===== Supplied information
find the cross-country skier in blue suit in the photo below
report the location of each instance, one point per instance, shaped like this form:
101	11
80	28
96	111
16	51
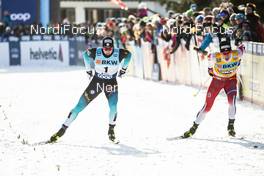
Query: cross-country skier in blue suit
107	61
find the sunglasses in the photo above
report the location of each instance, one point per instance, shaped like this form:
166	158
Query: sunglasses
107	49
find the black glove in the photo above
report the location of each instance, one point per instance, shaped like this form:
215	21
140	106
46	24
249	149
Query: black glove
211	72
122	72
90	74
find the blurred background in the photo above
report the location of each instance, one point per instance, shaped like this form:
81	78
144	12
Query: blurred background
160	34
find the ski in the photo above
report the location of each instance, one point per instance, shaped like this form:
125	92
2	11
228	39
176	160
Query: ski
175	138
116	141
37	143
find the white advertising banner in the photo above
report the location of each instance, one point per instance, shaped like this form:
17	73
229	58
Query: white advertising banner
4	54
45	53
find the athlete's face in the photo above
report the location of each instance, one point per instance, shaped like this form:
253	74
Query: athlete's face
107	51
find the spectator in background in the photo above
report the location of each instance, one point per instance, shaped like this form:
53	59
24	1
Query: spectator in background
254	22
142	10
6	18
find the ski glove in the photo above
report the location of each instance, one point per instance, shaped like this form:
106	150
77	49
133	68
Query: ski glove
211	72
90	74
122	72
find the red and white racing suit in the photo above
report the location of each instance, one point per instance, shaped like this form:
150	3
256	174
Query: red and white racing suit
223	69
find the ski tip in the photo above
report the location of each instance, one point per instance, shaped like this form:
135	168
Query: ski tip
175	138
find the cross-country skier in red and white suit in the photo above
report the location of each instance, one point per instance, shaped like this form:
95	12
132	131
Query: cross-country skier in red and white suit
223	69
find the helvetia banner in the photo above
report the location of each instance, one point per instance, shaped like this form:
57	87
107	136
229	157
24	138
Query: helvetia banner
49	53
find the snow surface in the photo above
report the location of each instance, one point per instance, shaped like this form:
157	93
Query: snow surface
35	103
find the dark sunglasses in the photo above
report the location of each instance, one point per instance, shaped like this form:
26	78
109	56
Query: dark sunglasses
107	49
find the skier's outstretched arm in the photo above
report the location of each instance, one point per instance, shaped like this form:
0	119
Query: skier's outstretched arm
206	42
126	56
88	57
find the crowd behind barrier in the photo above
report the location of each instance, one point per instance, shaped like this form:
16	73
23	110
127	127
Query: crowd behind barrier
190	68
183	66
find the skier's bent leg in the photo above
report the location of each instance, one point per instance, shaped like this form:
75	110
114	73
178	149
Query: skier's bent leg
112	98
231	91
75	111
112	102
213	91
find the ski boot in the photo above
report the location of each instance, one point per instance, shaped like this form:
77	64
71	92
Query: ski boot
111	134
57	135
191	131
230	128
==========
# Work to do:
Repeat exactly, and only, the lines from the one containing "find the crowd" through the end of the material.

# Reply to the exercise:
find the crowd behind barrier in the photo above
report the location of each instance, one point per instance, shaped like this form:
16	73
23	110
127	127
Query: crowd behind barrier
190	68
183	66
find the skier's bent leg in the photo above
report the location of each instance, one point per instance, shaped like this form:
75	110
114	73
178	149
Query: skier's bent leg
112	98
231	91
75	111
112	102
213	91
find the ski boot in the photo above
report the location of each instance, one point per instance, shaped like this form:
77	64
71	92
Query: ski boot
111	134
57	135
191	131
230	128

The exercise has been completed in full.